— START OF Rows —

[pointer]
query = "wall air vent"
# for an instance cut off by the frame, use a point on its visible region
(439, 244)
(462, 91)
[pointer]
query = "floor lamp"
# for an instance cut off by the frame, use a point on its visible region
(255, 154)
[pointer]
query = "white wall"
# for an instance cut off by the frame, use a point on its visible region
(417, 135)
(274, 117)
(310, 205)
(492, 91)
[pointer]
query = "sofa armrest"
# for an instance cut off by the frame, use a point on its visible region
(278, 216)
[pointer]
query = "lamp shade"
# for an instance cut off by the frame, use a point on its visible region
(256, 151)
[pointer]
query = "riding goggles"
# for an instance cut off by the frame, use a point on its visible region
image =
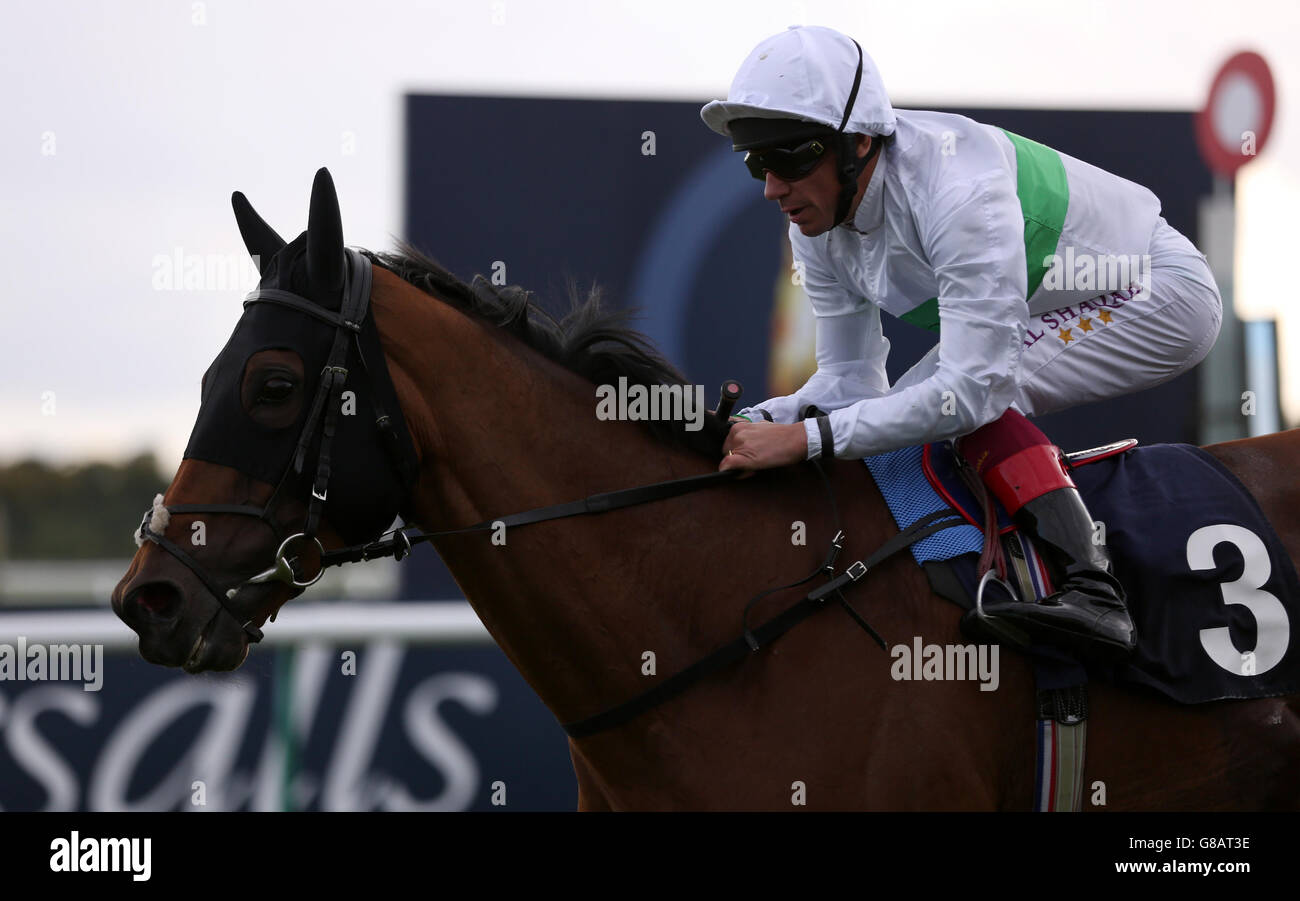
(789, 164)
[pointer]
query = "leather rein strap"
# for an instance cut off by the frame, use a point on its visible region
(750, 641)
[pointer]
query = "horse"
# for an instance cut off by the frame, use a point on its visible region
(497, 402)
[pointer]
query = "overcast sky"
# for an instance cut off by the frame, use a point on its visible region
(128, 125)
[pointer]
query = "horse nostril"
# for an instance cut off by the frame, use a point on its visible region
(160, 600)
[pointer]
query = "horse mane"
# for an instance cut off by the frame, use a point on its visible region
(589, 339)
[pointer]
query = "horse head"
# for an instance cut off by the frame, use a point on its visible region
(299, 445)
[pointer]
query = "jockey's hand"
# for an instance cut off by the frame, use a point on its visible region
(763, 445)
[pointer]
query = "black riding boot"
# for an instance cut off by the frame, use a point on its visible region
(1087, 615)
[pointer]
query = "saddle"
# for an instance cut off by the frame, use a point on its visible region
(1210, 587)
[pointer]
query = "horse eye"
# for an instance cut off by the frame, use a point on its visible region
(274, 390)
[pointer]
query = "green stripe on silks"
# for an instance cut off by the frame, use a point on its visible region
(1044, 194)
(926, 316)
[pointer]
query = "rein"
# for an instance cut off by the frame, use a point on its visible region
(750, 640)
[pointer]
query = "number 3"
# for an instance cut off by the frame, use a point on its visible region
(1270, 616)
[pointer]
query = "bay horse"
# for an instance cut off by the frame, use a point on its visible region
(498, 403)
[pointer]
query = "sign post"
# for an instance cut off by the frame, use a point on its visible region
(1239, 377)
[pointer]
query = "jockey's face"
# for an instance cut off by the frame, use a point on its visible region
(810, 202)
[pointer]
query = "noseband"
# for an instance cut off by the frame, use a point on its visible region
(320, 421)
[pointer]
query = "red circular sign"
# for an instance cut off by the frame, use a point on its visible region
(1238, 115)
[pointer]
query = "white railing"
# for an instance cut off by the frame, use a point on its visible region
(412, 623)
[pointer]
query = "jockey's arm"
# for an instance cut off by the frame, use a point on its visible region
(971, 232)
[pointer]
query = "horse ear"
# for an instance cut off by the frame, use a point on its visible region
(325, 235)
(259, 238)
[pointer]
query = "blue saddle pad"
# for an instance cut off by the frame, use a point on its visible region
(1210, 588)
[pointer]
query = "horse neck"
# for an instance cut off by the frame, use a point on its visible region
(501, 429)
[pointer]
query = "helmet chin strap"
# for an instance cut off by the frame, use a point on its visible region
(852, 170)
(850, 165)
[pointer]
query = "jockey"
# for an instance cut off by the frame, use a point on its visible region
(1051, 282)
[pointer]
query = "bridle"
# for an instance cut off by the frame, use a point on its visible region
(321, 423)
(323, 420)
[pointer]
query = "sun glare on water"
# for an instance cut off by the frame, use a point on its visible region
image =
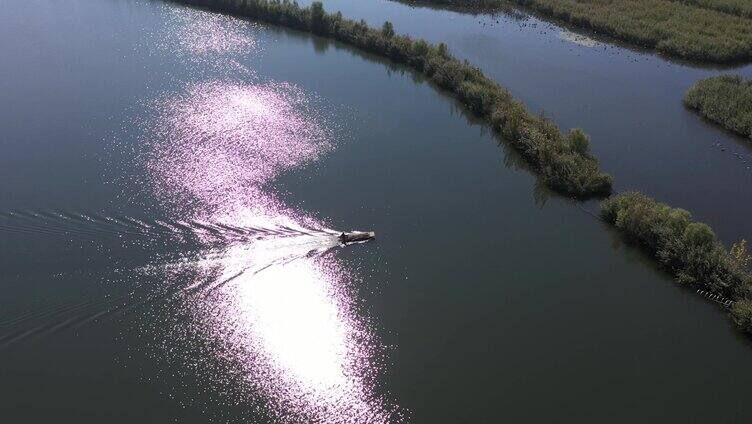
(280, 308)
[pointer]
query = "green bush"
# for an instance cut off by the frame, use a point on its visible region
(564, 164)
(690, 250)
(706, 30)
(741, 312)
(726, 100)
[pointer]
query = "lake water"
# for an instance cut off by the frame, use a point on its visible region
(173, 183)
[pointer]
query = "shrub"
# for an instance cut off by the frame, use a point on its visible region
(562, 161)
(726, 100)
(707, 30)
(741, 312)
(690, 250)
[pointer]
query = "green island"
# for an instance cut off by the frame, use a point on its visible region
(562, 160)
(726, 100)
(688, 249)
(718, 31)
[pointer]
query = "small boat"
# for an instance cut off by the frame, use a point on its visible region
(356, 237)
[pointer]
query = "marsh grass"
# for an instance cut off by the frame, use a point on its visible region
(717, 31)
(563, 161)
(688, 249)
(726, 100)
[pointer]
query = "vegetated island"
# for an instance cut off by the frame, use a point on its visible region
(563, 161)
(689, 249)
(718, 31)
(726, 100)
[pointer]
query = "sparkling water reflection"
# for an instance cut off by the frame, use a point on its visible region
(280, 307)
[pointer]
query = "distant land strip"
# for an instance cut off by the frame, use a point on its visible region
(688, 249)
(725, 100)
(715, 31)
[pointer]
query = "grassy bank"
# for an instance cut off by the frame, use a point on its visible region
(717, 31)
(726, 100)
(562, 160)
(688, 249)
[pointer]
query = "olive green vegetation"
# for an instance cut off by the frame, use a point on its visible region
(562, 160)
(733, 7)
(688, 249)
(726, 99)
(717, 31)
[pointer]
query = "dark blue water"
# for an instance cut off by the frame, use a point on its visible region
(483, 299)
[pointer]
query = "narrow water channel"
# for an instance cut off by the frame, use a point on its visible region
(629, 102)
(174, 182)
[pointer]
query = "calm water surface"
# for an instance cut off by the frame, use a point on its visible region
(173, 182)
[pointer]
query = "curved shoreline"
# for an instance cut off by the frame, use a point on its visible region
(723, 100)
(628, 25)
(562, 161)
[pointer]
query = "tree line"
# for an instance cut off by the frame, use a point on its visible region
(726, 100)
(563, 161)
(718, 31)
(690, 250)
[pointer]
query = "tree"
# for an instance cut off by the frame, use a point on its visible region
(317, 17)
(387, 30)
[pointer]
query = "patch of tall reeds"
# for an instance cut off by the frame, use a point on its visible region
(726, 100)
(563, 161)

— END OF Rows —

Repeat the full listing above exactly, with no pictures in the copy.

[pointer]
query = "wall air vent"
# for an instance cut off by the frame, use a point on its visible region
(439, 244)
(462, 91)
[pointer]
query = "floor lamp"
# for an instance cut off by the frame, use a point on its visible region
(255, 154)
[pointer]
query = "white wall"
# for an instance cut off by the frame, use a point on its visible region
(417, 135)
(274, 117)
(310, 205)
(492, 91)
[pointer]
query = "sofa armrest"
# for an instance cut off by the frame, use a point on its visible region
(278, 216)
[pointer]
query = "lamp shade"
# for an instance cut off by the frame, use a point on its visible region
(256, 151)
[pointer]
query = "riding goggles"
# for an instance cut off by the frame, use a point on its visible region
image =
(789, 164)
[pointer]
query = "leather rein strap"
# for an instance cut off by the frame, use a point on its visible region
(750, 641)
[pointer]
query = "horse"
# for an instance cut off by the frame, use a point on its visible region
(497, 402)
[pointer]
query = "overcast sky"
# for an instance cut off by the frame, use a point on its visible region
(128, 125)
[pointer]
query = "horse nostril"
# for an instance cut off by the frame, use a point on its visible region
(160, 600)
[pointer]
query = "horse mane"
# for an instance cut off by the frame, use a point on its visible region
(589, 339)
[pointer]
query = "horse head"
# for an instance cut off by the frame, use a point on its visible region
(299, 445)
[pointer]
query = "jockey's hand"
# for an instance cut off by the frame, use a point on its visible region
(763, 445)
[pointer]
query = "black riding boot"
# for an instance cut off by the frame, use a point on its visible region
(1087, 615)
[pointer]
query = "saddle"
# for an instance cut off by the frame, use a point on its visible region
(1210, 587)
[pointer]
query = "horse eye"
# for an instance cut off by the frame, use a point on its visible region
(274, 390)
[pointer]
query = "green stripe on silks"
# for an instance cut off by the frame, use a point on its visible region
(1044, 194)
(926, 316)
[pointer]
query = "rein"
# for an instance cut off by the frame, use a point on its visible region
(750, 640)
[pointer]
query = "number 3"
# for an instance cut off by the frame, use a point on its visible region
(1270, 616)
[pointer]
query = "bay horse"
# for an instance cut off by the frame, use a point on its visible region
(498, 403)
[pointer]
query = "sign post"
# for an instance cut off by the frame, use a point on its visible region
(1239, 377)
[pointer]
query = "jockey's face"
# for an instance cut off by the frame, use a point on its visible region
(810, 202)
[pointer]
query = "noseband"
# for an instance cut off by the frame, use a point on its visible region
(320, 421)
[pointer]
query = "red circular sign"
# for an instance cut off by the frame, use a point on its visible region
(1238, 115)
[pointer]
query = "white railing"
# for an instance cut off by the frame, use a point on its visible region
(412, 623)
[pointer]
query = "jockey's arm"
# for an instance cut off by the frame, use a point on its visible region
(971, 232)
[pointer]
query = "horse ear"
# for an instance cut off by the frame, use a point on its visible region
(325, 235)
(259, 238)
[pointer]
query = "blue saddle pad"
# for an instance cut off by the frame, use a point on its visible region
(1210, 588)
[pointer]
query = "horse neck"
# for an instance cut off by the frame, use a point on its visible region
(501, 429)
[pointer]
query = "helmet chin strap"
# for an instance cut off by the frame, use a point on its visible region
(852, 170)
(850, 165)
[pointer]
query = "jockey"
# for an instance cut off by the frame, use a point on its visible region
(1051, 282)
[pointer]
query = "bridle"
# for an instance cut off by the frame, use a point on its visible region
(321, 423)
(323, 420)
[pointer]
query = "sun glare on water"
# for an instance cut off by the frame, use a point on its visible region
image =
(280, 308)
[pointer]
query = "green bush"
# for an instance cut off by the frame, use a point on its visible region
(564, 164)
(690, 250)
(706, 30)
(741, 312)
(726, 100)
[pointer]
query = "lake water"
# for an instance cut off by the frame, use a point on its visible region
(173, 183)
[pointer]
query = "shrub"
# for an instance cut off by the frame, use a point on its visible region
(562, 161)
(726, 100)
(707, 30)
(741, 312)
(690, 250)
[pointer]
query = "green island"
# for an instance cut off by the frame, use a point on its visible region
(562, 160)
(726, 100)
(688, 249)
(718, 31)
[pointer]
query = "small boat"
# for an instance cut off by the frame, use a point on its visible region
(356, 237)
[pointer]
query = "marsh grass"
# for an instance cut off by the frame, use a point on its visible region
(717, 31)
(563, 161)
(688, 249)
(726, 100)
[pointer]
query = "vegetated island"
# for an instance cut off by the frame, use a point on its visible region
(563, 161)
(689, 249)
(718, 31)
(726, 100)
[pointer]
query = "sparkling water reflection"
# for an instance cut off by the frame, use a point on its visible region
(280, 307)
[pointer]
query = "distant land strip"
# for an instance cut off by the frame, use a point on its visible region
(688, 249)
(725, 100)
(715, 31)
[pointer]
query = "grassy bank"
# for an instance cut off by the frame, use a point on its visible region
(717, 31)
(726, 100)
(562, 160)
(688, 249)
[pointer]
query = "olive green vegetation"
# for an instance cut off by the frame, use a point on its visible region
(562, 160)
(733, 7)
(688, 249)
(726, 99)
(717, 31)
[pointer]
query = "dark blue water"
# for an instance cut off by the frame, use a point on its visible region
(483, 299)
[pointer]
query = "narrow water channel"
# for an instance cut off by the frame, use a point on its visible region
(629, 102)
(174, 182)
[pointer]
query = "calm water surface"
# for an instance cut off by the frame, use a point on its visible region
(173, 182)
[pointer]
query = "curved shoreline"
# for an instance cut off by the frame, use a point on its visible region
(723, 100)
(628, 25)
(562, 161)
[pointer]
query = "tree line"
# for an instance cut off by the frame, use a point on its visible region
(726, 100)
(563, 161)
(718, 31)
(690, 250)
[pointer]
query = "tree"
# for an instance cut off by the frame, use a point on its visible region
(317, 17)
(387, 30)
[pointer]
query = "patch of tall reeds"
# for an instance cut off by the frame, use a point on its visible region
(726, 100)
(563, 161)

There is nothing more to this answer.